* Provided entries:
++++++++++

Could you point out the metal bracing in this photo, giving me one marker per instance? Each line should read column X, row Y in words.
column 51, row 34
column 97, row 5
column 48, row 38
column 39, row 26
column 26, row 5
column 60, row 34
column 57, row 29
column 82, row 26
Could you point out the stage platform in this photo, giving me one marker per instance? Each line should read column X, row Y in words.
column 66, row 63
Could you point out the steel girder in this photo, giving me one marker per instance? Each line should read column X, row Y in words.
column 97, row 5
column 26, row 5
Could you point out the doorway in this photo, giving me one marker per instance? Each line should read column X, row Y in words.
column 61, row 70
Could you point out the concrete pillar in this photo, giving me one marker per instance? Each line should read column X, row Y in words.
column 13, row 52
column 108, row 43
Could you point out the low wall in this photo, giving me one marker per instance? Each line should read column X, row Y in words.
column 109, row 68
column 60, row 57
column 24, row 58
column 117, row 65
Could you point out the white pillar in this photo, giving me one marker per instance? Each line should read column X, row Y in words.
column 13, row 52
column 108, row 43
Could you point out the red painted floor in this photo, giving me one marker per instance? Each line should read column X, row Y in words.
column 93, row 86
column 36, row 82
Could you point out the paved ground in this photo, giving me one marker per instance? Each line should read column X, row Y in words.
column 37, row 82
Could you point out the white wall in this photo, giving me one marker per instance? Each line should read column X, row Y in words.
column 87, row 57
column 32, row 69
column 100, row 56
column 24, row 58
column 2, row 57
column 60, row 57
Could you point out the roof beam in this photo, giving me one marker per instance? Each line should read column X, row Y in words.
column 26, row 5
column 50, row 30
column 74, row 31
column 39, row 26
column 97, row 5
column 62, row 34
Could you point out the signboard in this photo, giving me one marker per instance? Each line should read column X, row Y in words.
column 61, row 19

++++++++++

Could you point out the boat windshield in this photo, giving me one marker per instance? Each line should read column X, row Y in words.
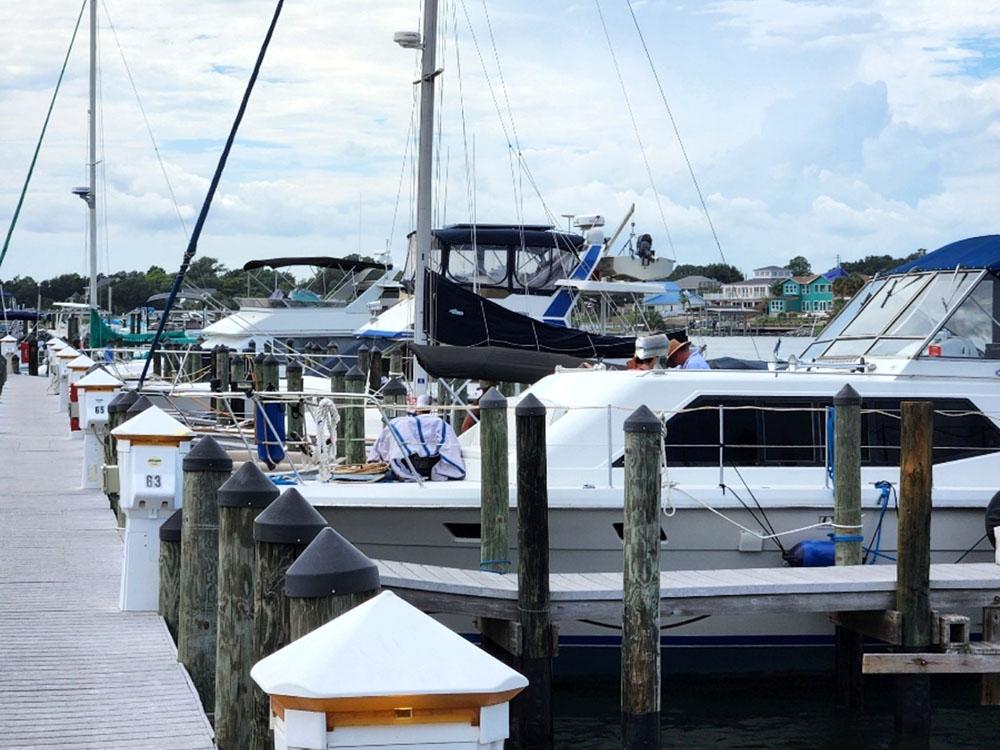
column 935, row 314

++++++++++

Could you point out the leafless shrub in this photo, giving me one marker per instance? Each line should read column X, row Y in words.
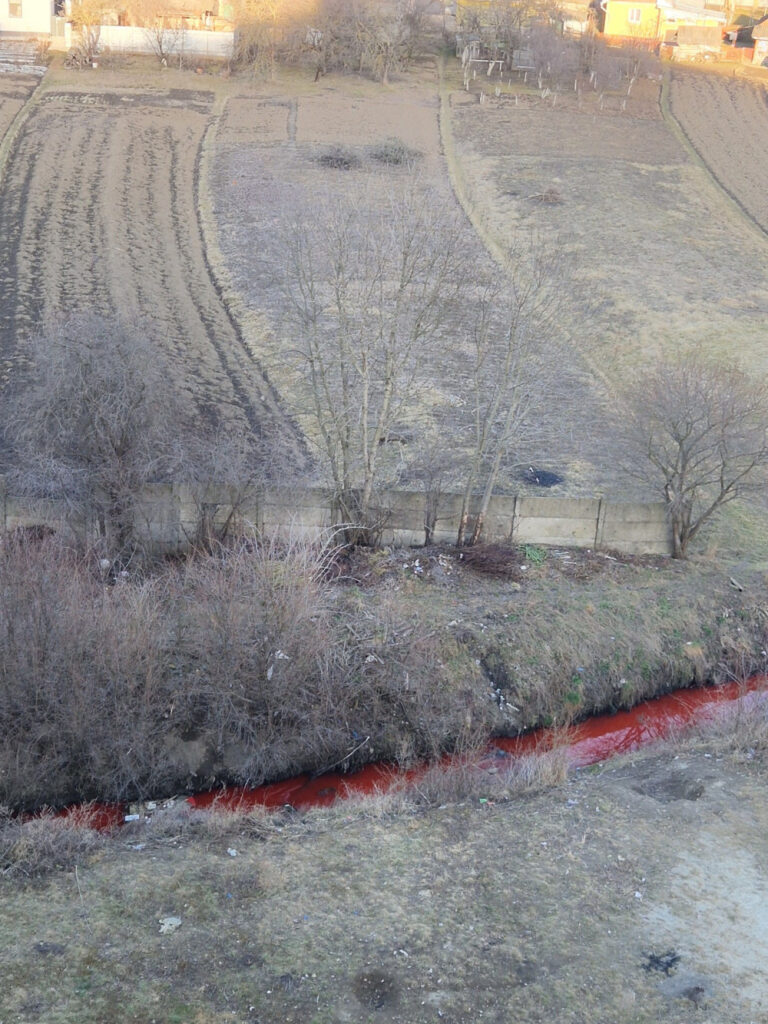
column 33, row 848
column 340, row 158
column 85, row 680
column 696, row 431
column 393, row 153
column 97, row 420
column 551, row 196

++++++++++

* Given problem:
Update the records starting with the line containing "Could you point out the metal" and going on through the line containing "column 36, row 82", replacing "pillar" with "post" and keeping everything else the same.

* Correct response:
Could you point out the metal bracing in this photo, giving me one marker per instance? Each line should read column X, row Y in words.
column 51, row 34
column 97, row 5
column 48, row 38
column 39, row 26
column 26, row 5
column 60, row 34
column 57, row 29
column 82, row 26
Could you point out the stage platform in this photo, giving me one marker per instance? Each line should read column X, row Y in words.
column 66, row 63
Could you point out the steel girder in this photo, giving me one marker per instance? Each line should read column X, row Y in words.
column 97, row 5
column 26, row 5
Could you point out the doorway in this photo, giving me one marker per instance? Each line should read column X, row Y in words.
column 61, row 70
Could you point out the concrete post in this photo, giving me one marker per instance? Each line should read column X, row Y in words.
column 13, row 52
column 108, row 43
Could you point out the low wall in this photo, giving me one marker per instance? Each line should read column X, row Y in words.
column 109, row 68
column 60, row 57
column 24, row 58
column 117, row 65
Could you point out the white post in this photo, giving me one marker per instance? Each line should read column X, row Y in words.
column 13, row 52
column 108, row 43
Could you point out the red painted floor in this photo, giving me one marker per instance? Each line should read column X, row Y in words.
column 93, row 86
column 36, row 82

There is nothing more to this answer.